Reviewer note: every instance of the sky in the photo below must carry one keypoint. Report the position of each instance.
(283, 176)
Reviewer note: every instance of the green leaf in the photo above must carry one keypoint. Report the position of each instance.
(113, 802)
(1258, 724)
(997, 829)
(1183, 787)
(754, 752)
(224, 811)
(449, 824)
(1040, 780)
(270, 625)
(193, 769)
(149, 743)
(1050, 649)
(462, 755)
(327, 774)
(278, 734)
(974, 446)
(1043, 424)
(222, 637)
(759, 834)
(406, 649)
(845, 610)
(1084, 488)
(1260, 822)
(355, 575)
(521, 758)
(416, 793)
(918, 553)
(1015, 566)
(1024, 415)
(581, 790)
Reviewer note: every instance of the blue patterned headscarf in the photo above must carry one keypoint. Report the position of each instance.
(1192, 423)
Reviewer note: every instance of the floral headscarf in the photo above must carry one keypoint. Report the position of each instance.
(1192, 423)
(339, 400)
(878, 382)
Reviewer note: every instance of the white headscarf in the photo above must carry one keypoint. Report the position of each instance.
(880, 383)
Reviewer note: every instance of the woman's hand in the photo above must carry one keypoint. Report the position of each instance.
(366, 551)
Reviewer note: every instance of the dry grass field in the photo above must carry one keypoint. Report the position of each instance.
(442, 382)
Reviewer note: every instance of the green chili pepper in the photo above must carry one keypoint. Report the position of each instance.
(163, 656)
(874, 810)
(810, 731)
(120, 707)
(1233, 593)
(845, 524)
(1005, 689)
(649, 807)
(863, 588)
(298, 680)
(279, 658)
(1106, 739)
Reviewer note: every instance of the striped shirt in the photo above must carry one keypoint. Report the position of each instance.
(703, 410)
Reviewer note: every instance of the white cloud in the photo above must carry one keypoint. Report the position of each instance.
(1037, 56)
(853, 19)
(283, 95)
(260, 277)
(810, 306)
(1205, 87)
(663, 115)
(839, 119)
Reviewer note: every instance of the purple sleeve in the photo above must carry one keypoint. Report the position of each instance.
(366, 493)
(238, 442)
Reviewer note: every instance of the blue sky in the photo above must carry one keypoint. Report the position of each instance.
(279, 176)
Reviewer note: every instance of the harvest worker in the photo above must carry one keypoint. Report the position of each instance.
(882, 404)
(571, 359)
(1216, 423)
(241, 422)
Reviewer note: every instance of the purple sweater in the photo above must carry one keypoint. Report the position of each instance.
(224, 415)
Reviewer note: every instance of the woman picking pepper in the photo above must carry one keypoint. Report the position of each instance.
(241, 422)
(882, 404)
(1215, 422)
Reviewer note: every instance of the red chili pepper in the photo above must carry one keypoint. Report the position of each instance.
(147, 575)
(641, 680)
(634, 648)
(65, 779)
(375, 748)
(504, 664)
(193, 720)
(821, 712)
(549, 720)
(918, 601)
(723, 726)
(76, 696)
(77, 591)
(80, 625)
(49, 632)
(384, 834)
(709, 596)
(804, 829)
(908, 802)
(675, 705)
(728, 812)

:: What is asked ::
Arrange the lines of the material above as a numbered list, from the line containing "Reviewer note: every instance of the woman picking" up to and including the last line of the material, leaving out any blank lines.

:: Finished task ::
1. Reviewer note: every instance of the woman picking pepper in the photo above must carry one keypoint. Report the position of each instance.
2. (241, 422)
3. (882, 404)
4. (1215, 422)
5. Reviewer note: every instance of the red chili pepper in the photo above must carry one keypoint. Report the position of each instance.
6. (147, 575)
7. (641, 680)
8. (634, 648)
9. (65, 779)
10. (375, 748)
11. (504, 664)
12. (193, 720)
13. (821, 712)
14. (549, 720)
15. (918, 601)
16. (723, 726)
17. (76, 696)
18. (77, 591)
19. (80, 625)
20. (49, 632)
21. (384, 834)
22. (709, 596)
23. (804, 829)
24. (908, 802)
25. (675, 705)
26. (728, 812)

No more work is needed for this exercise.